Repeat the material exactly as it appears.

Rows from a box labeling dataset
---*---

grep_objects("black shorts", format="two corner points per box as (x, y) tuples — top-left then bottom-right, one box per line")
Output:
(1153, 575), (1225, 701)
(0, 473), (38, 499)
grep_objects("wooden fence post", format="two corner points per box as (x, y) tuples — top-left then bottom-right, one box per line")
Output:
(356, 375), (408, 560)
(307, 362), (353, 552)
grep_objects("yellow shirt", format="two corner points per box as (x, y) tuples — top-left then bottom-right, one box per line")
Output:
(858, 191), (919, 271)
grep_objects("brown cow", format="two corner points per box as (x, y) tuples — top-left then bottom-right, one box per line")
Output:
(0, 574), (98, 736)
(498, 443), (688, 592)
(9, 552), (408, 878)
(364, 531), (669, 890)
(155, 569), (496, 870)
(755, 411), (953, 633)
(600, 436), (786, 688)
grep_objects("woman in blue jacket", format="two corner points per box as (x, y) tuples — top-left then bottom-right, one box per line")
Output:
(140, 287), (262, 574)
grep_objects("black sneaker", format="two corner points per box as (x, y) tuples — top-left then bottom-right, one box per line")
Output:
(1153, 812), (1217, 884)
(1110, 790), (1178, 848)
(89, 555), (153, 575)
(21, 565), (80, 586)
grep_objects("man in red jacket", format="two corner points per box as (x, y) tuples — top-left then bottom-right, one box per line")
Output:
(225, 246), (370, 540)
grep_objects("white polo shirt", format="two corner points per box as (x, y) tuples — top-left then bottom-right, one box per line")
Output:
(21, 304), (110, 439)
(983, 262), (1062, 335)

---*---

_Task result_
grep_objects("black shorts", format="two corner points per box as (x, y) tuples — top-left then bottom-right, one box per line")
Output:
(1153, 575), (1225, 701)
(0, 473), (38, 499)
grep_objects("wooden fence post", format="two corner points per box as (x, y) tuples — top-left then bottom-right, one box per line")
Output:
(356, 375), (408, 560)
(307, 362), (353, 552)
grep_objects("yellow shirt", format="two corner points per box as (x, y) tuples — top-left then bottom-right, one box per line")
Output:
(858, 191), (919, 271)
grep_objects("brown cow", format="two corner points per box as (x, y) tuples — top-left then bottom-right, one box per line")
Output:
(0, 574), (98, 736)
(498, 443), (688, 592)
(9, 552), (408, 878)
(364, 531), (669, 890)
(155, 569), (496, 870)
(755, 411), (953, 633)
(600, 436), (786, 688)
grep_objects("woman in blue jacket", format="two corner points per box as (x, y) tuples — top-left then bottom-right, one box per line")
Output:
(140, 287), (262, 574)
grep_objects("black sneaker", format="two corner points per box as (x, y) tuples — top-left then bottom-right, one box per line")
Output:
(1153, 812), (1217, 884)
(1110, 790), (1178, 848)
(89, 555), (153, 575)
(21, 565), (80, 586)
grep_objects("man in red jacket", format="two corner points per box as (x, y) tuples — top-left then bottom-right, one box per line")
Output:
(225, 246), (370, 540)
grep_objects("white polo shirt", format="two corner points per box as (x, y) tuples — top-left then bottom-right, one box per line")
Output:
(21, 304), (110, 439)
(983, 262), (1062, 335)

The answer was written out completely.